> _Extrait du document_
'''

Pour Rosen, il manque des hommes ‘repentis’ qui témoigneraient, des journalistes qui écriraient sur ça pour dire cette réalité-là. Que les victimes soient mineures ou pas, qu’elles affichent le discours du choix ou pas, il faut combattre les « clients », ces prostitueurs. La demande est coupable. « On sait très bien qu'une gamine qui a 12, 13 ans, quand elle entend quelqu’un lui dire que c’est un choix qu’elle a fait, elle va se dire : Après tout, je peux le faire aussi. Et ça, ça n’est pas possible ». La honte pour les « clients » plutôt que pour les femmes en situation de prostitution.
10 ans après
Même si la prostitution est encore là, « je peux dire que nous n’avons pas perdu : les victoires ont été nombreuses depuis la marche : la loi de 2016 qui a changé les perspectives, la QPC[1] qui a été rejetée, le CEDH[2] qui a confirmé la validité de la loi française. Je sais bien qu’il faudrait que ça avance plus vite mais je suis sûre d’une chose : les gens réfléchissent sur ces questions, et ils réfléchissent un peu mieux, que notre discours est entendu. Évidemment, la prise de conscience est encore longue. On voit par exemple en stage la réaction des hommes quand on leur parle de viol : ils le vivent très mal ». Ce qui la rend heureuse, c’est de se dire que « tout ce que j’ai fait depuis 2009, je ne l'ai pas fait pour rien. J'ai soutenu les associations...Le discours des survivantes a été capital et il est arrivé certainement aux oreilles des juges de la CEDH ».
Ça va mieux
« Je suis toujours en contact avec des survivantes. Beaucoup de jeunes m’appellent. Les associations sont là aussi. Les deux dernières années ont été dures, les six derniers mois extrêmement compliqués. Je suis désolée des rendez-vous que je n’ai pas pu honorer. Mais ça commence à aller mieux. Il faut se réparer. J’avais besoin de beaucoup de repos. C’est long. Je dors un peu mieux. Le plus beau message est venu de ma fille, Shane : « Maman, je suis contente d’avoir retrouvé la femme que tu étais ». Et Rosen de conclure : « Tu vois, nous sommes cassées mais nous luttons quand même. Une vraie force commune. Continuons ».
[1] https://www.conseil-constitutionnel.fr/decision/2019/2018761QPC.htm : Il résulte de tout ce qui précède que le premier alinéa de l'article 225-12-1 et l'article 611-1 du code pénal, qui ne méconnaissent ni le droit au respect de la vie privée, ni aucun autre droit ou liberté que la Constitution garantit, doivent être déclarés conformes à la Constitution.

'''

> _Données présentées_
'''

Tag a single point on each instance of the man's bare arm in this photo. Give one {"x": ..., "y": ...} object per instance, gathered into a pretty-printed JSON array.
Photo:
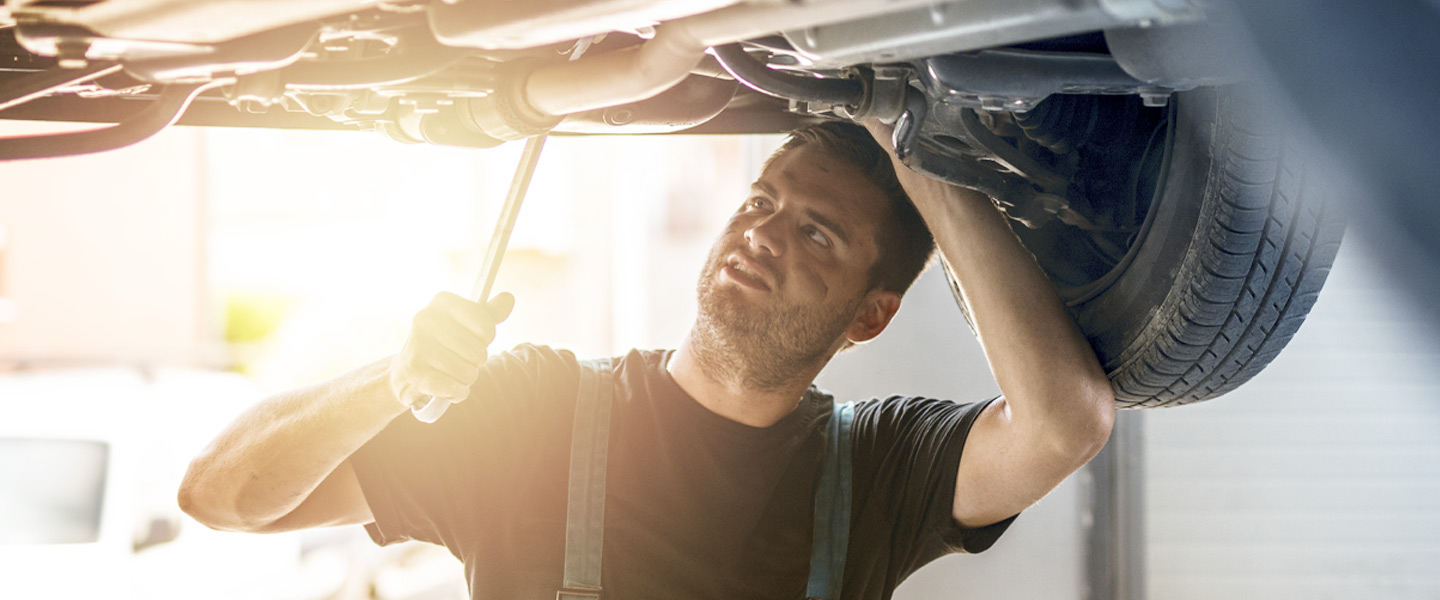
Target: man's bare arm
[
  {"x": 1057, "y": 405},
  {"x": 282, "y": 465}
]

'''

> _Consignes_
1. Recopiez le passage de l'extrait qui commence aux mots « Pour Rosen, il » et s'arrête après « situation de prostitution. », en substituant « acheteurs de sexe » à « prostitueurs ».
2. D'après l'extrait, les affirmations suivantes sont-elles exactes ? Répondez par oui ou par non et citez les mots qui permettent de trancher. (a) Selon Rosen, la loi de 2016 a changé les perspectives. (b) Rosen dit dormir moins bien qu'avant. (c) La fille de Rosen s'appelle Shane.

> _Corrigé_
1.
Pour Rosen, il manque des hommes ‘repentis’ qui témoigneraient, des journalistes qui écriraient sur ça pour dire cette réalité-là. Que les victimes soient mineures ou pas, qu’elles affichent le discours du choix ou pas, il faut combattre les « clients », ces acheteurs de sexe. La demande est coupable. « On sait très bien qu'une gamine qui a 12, 13 ans, quand elle entend quelqu’un lui dire que c’est un choix qu’elle a fait, elle va se dire : Après tout, je peux le faire aussi. Et ça, ça n’est pas possible ». La honte pour les « clients » plutôt que pour les femmes en situation de prostitution.

2.
(a) Oui : « la loi de 2016 qui a changé les perspectives ».
(b) Non : « Je dors un peu mieux ».
(c) Oui : « Le plus beau message est venu de ma fille, Shane ».